▶ [Exercise]
Two lines below mark the span: the one containing "Reviewer note: verify one keypoint per instance of the wispy" and the one containing "Reviewer note: verify one keypoint per instance of the tree.". Set down both, plus every line between, exactly as they stand, and nothing else.

▶ [Given data]
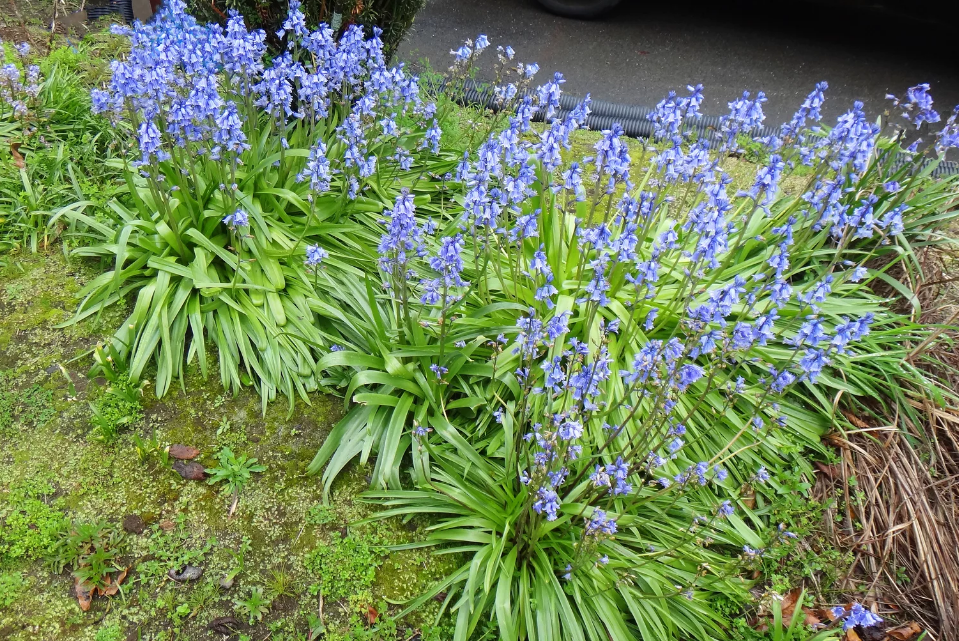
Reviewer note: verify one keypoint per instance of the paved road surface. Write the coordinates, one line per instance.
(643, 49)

==

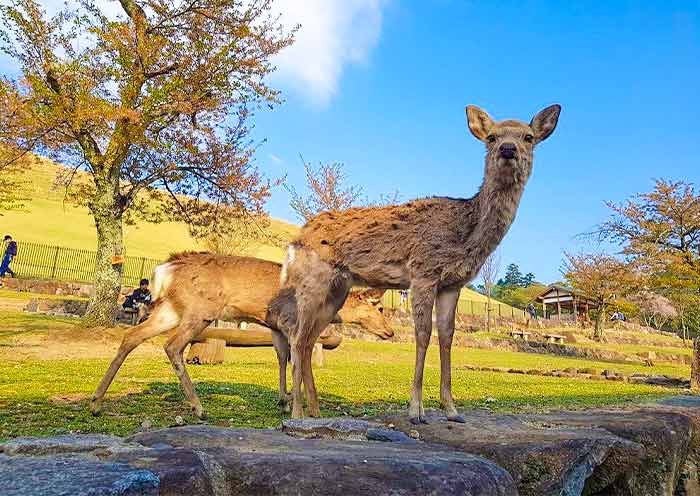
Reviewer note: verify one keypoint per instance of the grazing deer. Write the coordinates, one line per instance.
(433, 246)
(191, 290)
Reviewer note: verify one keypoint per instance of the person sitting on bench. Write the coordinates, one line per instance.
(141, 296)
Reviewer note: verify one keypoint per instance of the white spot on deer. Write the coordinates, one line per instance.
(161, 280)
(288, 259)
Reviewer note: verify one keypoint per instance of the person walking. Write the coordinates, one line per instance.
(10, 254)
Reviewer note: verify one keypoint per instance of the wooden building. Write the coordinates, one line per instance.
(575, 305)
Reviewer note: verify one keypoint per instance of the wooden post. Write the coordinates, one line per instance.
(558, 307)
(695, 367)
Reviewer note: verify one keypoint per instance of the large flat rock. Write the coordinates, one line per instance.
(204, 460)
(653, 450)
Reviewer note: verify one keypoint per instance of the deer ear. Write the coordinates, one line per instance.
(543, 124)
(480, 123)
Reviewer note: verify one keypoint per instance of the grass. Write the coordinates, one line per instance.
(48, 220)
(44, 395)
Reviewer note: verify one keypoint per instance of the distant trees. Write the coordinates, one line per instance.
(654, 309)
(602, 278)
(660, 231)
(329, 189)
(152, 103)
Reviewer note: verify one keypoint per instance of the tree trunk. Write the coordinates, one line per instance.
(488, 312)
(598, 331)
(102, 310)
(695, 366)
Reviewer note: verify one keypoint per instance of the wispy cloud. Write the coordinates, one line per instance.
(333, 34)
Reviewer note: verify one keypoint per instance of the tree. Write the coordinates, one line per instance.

▶ [Your response]
Reviewer note: verify one keypoint per instance of the wispy cloud. Write the coordinates, one line per instance.
(333, 34)
Reviewer note: verify one keypoint per instance of the tree. Write the coordinates, one line per instance.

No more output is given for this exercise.